---- 抜粋

地球儀広報用SDGs社会的インパクトマネジメント実践研修

神奈川県SDGs社会的インパクト・マネジメント実践研修【第1回】レポート

 10月1日にいよいよ、25社が参加し社会的インパクト・マネジメント実践研修がスタートしました!実践研修は全10回で、資本主義と社会的インパクトを結びつけることを目指し、事業者と資金提供者の新たな対話を目指しています。本記事では、実践研修の初回の概要と様子をお伝えしていきます!今回は初回として参加者の足並みを揃えるという意味合いも込めて、SDGs、社会的インパクト・マネジメント、金融それぞれの基礎を固める内容となっています。

--------
---- 提供データ

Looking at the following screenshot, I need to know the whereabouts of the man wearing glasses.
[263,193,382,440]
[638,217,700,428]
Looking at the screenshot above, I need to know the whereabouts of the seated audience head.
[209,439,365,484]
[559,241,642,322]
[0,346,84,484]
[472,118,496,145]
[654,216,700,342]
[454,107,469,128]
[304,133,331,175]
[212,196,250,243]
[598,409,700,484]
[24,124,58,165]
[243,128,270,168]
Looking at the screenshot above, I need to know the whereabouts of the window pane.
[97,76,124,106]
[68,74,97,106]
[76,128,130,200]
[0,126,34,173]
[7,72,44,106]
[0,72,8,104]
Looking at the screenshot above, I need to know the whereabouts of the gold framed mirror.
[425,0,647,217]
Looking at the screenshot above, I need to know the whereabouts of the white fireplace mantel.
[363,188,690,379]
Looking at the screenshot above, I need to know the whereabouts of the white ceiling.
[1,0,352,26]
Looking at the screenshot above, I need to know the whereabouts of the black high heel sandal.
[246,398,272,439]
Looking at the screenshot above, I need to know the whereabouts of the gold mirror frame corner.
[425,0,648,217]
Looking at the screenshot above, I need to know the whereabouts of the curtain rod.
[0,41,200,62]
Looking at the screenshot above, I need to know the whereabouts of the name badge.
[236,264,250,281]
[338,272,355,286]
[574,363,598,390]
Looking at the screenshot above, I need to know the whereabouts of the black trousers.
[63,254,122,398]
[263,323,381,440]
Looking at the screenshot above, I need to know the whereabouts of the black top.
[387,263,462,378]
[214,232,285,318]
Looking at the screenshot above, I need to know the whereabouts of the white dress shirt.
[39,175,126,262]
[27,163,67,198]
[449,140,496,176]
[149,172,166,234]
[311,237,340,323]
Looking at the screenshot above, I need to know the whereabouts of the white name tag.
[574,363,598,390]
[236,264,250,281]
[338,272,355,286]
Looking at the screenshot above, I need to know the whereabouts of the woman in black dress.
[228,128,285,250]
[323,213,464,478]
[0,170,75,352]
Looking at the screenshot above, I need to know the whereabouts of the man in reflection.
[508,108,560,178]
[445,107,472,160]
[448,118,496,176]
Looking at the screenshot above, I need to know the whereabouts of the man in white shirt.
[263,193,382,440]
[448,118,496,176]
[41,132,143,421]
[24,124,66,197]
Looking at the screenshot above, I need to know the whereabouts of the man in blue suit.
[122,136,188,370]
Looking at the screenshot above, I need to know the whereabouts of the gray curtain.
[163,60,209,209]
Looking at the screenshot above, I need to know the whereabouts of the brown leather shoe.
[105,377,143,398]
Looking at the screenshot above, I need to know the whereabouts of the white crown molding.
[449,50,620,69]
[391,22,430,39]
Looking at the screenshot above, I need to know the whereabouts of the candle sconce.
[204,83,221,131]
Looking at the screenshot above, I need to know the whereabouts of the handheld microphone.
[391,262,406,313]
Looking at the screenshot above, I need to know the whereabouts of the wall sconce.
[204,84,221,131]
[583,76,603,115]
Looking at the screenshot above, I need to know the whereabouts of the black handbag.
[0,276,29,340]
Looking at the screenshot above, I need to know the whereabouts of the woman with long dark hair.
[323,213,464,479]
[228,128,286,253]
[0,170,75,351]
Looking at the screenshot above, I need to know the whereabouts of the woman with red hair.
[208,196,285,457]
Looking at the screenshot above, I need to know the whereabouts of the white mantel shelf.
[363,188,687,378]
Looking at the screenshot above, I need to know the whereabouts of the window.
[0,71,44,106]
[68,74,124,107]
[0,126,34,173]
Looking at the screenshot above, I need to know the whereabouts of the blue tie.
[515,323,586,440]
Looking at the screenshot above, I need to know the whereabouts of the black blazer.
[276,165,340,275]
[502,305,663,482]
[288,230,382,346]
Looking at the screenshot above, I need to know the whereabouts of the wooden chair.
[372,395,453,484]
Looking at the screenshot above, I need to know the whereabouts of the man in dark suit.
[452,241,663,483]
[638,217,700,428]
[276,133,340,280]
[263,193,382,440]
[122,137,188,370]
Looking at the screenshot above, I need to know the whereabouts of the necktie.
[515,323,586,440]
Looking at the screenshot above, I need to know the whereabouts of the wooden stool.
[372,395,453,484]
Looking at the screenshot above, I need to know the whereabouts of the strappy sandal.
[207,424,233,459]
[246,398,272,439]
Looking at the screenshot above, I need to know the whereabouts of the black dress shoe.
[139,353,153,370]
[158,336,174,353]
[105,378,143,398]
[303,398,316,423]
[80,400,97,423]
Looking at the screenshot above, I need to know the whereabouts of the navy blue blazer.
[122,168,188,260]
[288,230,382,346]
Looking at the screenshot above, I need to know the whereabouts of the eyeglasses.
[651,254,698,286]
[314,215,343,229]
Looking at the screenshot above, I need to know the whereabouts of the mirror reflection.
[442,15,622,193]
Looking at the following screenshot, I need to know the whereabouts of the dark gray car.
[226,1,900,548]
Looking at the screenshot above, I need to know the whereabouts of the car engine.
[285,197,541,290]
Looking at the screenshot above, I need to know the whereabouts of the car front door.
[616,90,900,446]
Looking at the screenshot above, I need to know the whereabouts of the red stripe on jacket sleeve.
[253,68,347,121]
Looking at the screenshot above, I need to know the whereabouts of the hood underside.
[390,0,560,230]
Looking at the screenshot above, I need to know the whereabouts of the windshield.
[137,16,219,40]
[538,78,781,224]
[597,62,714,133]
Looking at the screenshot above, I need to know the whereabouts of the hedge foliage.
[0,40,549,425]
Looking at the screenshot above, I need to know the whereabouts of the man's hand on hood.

--------

## [課題 A]
抜粋のうち、"神奈川県SDGs社会的インパクト・マネジメント実践研修【第1回】レポート"を含む語句で始まり"を固める内容となっています。"で終わる部分を、一字一句変えずに出力してください。
## [課題 B]
研修レポートの抜粋を2文で要約してください。

## [完成した回答 A]
神奈川県SDGs社会的インパクト・マネジメント実践研修【第1回】レポート

 10月1日にいよいよ、25社が参加し社会的インパクト・マネジメント実践研修がスタートしました!実践研修は全10回で、資本主義と社会的インパクトを結びつけることを目指し、事業者と資金提供者の新たな対話を目指しています。本記事では、実践研修の初回の概要と様子をお伝えしていきます!今回は初回として参加者の足並みを揃えるという意味合いも込めて、SDGs、社会的インパクト・マネジメント、金融それぞれの基礎を固める内容となっています。

## [完成した回答 B]
神奈川県のSDGs社会的インパクト・マネジメント実践研修が10月1日に25社の参加で始まり、全10回を通じて資本主義と社会的インパクトを結びつけ、事業者と資金提供者の新たな対話を目指している。初回は参加者の足並みを揃えるため、SDGs、社会的インパクト・マネジメント、金融それぞれの基礎を固める内容となっている。